DATA SUPPLIED:
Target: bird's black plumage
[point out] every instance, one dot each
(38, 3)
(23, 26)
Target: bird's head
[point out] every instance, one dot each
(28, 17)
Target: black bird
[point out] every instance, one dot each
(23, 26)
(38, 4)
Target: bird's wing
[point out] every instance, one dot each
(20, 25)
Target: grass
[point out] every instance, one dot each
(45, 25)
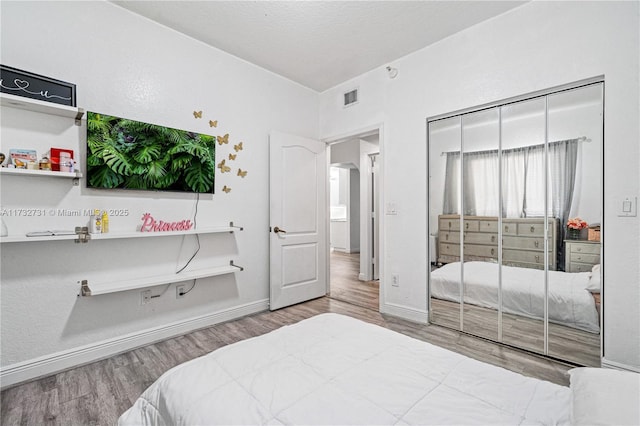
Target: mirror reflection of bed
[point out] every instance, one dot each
(505, 181)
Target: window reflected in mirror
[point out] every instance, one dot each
(507, 186)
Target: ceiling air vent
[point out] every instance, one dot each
(351, 98)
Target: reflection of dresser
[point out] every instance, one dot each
(581, 255)
(522, 240)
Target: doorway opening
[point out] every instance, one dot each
(354, 220)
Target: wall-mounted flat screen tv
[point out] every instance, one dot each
(128, 154)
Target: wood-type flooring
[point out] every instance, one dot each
(344, 284)
(98, 393)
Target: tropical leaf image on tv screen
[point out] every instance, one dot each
(129, 154)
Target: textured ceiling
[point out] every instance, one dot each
(319, 44)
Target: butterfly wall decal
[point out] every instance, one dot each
(223, 139)
(223, 167)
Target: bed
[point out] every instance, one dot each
(570, 302)
(336, 370)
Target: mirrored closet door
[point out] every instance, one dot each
(507, 185)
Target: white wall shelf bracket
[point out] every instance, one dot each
(239, 228)
(235, 266)
(137, 283)
(83, 234)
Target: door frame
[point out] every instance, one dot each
(360, 133)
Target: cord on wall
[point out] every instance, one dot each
(195, 216)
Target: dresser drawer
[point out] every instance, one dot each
(525, 256)
(481, 238)
(536, 243)
(445, 224)
(586, 248)
(531, 229)
(488, 226)
(585, 258)
(579, 267)
(480, 251)
(450, 249)
(509, 228)
(471, 225)
(449, 236)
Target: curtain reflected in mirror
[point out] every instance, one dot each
(505, 183)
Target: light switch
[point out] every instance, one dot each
(628, 207)
(392, 209)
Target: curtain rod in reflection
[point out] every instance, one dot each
(580, 139)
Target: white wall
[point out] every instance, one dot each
(128, 66)
(534, 47)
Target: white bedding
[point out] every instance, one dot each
(335, 370)
(570, 303)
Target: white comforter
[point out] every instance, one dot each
(336, 370)
(570, 303)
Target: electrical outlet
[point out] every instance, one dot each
(395, 280)
(180, 289)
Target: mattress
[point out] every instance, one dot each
(336, 370)
(570, 304)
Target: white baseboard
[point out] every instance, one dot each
(619, 366)
(405, 312)
(64, 360)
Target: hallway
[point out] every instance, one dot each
(344, 283)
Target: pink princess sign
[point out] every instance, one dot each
(149, 224)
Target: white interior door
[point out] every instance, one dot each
(298, 219)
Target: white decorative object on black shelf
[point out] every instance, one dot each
(29, 85)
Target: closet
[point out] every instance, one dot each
(505, 180)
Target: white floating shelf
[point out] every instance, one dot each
(44, 107)
(39, 173)
(117, 235)
(91, 289)
(24, 238)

DESCRIPTION OF THE TASK: Turn every line of the records above into a numbered list, skipping any blank lines and leaving the pictures out.

THE RESULT:
1. Target: bird's black plumage
2. [point out] every instance, one dot each
3. (38, 3)
4. (23, 26)
5. Target: bird's head
6. [point out] every instance, one dot each
7. (28, 17)
8. Target: black bird
9. [point out] every instance, one dot each
10. (23, 26)
11. (38, 4)
12. Target: bird's wing
13. [point out] every instance, one dot each
14. (20, 25)
15. Target: grass
16. [point out] every instance, one dot each
17. (45, 25)
18. Target: mirror reflection of bed
19. [point out] every instance, one dot each
20. (505, 181)
21. Target: window reflected in mirror
22. [point out] every instance, one dot each
23. (507, 186)
24. Target: ceiling air vent
25. [point out] every instance, one dot each
26. (351, 98)
27. Target: reflection of dresser
28. [point out] every instance, one dot each
29. (581, 255)
30. (522, 240)
31. Target: doorway opening
32. [point out] every instance, one dot each
33. (354, 220)
34. Target: wall-mounted flat screen tv
35. [point out] every instance, one dot each
36. (128, 154)
37. Target: wood-type flooring
38. [point out] every instance, one dot each
39. (344, 284)
40. (98, 393)
41. Target: tropical leaf image on tv screen
42. [point out] every instance, one dot each
43. (129, 154)
44. Target: textured ceiling
45. [point out] every instance, one dot each
46. (319, 44)
47. Target: butterfly wall decal
48. [point out] every instance, one dot each
49. (223, 139)
50. (223, 167)
51. Target: bed
52. [point out] every instance, one dot each
53. (570, 302)
54. (336, 370)
55. Target: mirrored closet door
56. [point out] every instance, one dot each
57. (507, 185)
58. Target: white wall shelf bracket
59. [point out] every instance, one dot each
60. (239, 228)
61. (235, 266)
62. (137, 283)
63. (83, 234)
64. Target: door frame
65. [point out] every instance, one dot each
66. (360, 133)
67. Target: cord on wall
68. [point out] every instance, one dot each
69. (195, 216)
70. Target: dresser drawer
71. [point out] every instance, one dot each
72. (525, 256)
73. (481, 238)
74. (536, 243)
75. (445, 224)
76. (586, 248)
77. (531, 229)
78. (488, 226)
79. (585, 258)
80. (579, 267)
81. (480, 251)
82. (450, 249)
83. (509, 228)
84. (471, 225)
85. (449, 236)
86. Target: curtain reflected in mirror
87. [point out] every instance, one dot each
88. (505, 183)
89. Target: light switch
90. [point out] every instance, one dot each
91. (628, 207)
92. (392, 209)
93. Target: curtain rod in reflection
94. [point out] every instance, one dot each
95. (580, 139)
96. Target: white wall
97. [point out] every instance, one dot each
98. (128, 66)
99. (534, 47)
100. Target: white bedding
101. [point out] every instance, one dot each
102. (335, 370)
103. (570, 303)
104. Target: white comforter
105. [point out] every instance, one dot each
106. (336, 370)
107. (570, 303)
108. Target: electrical outlet
109. [point out] every instance, one dot each
110. (395, 280)
111. (180, 289)
112. Target: mattress
113. [point out] every instance, one dot each
114. (336, 370)
115. (570, 304)
116. Target: white baseboard
117. [point out] every instance, one dot each
118. (619, 366)
119. (405, 312)
120. (64, 360)
121. Target: hallway
122. [point out] every instance, one dot each
123. (344, 283)
124. Target: pink princess sign
125. [point out] every instance, one dot each
126. (149, 224)
127. Target: white interior door
128. [point out] every instance, one dot each
129. (298, 219)
130. Target: white decorative object on black shelf
131. [point out] every instance, one dot each
132. (29, 85)
133. Target: closet
134. [point out] every instance, one dot each
135. (505, 180)
136. Target: white floating shelf
137. [point out] every instance, one dot each
138. (44, 107)
139. (39, 173)
140. (117, 235)
141. (91, 289)
142. (24, 238)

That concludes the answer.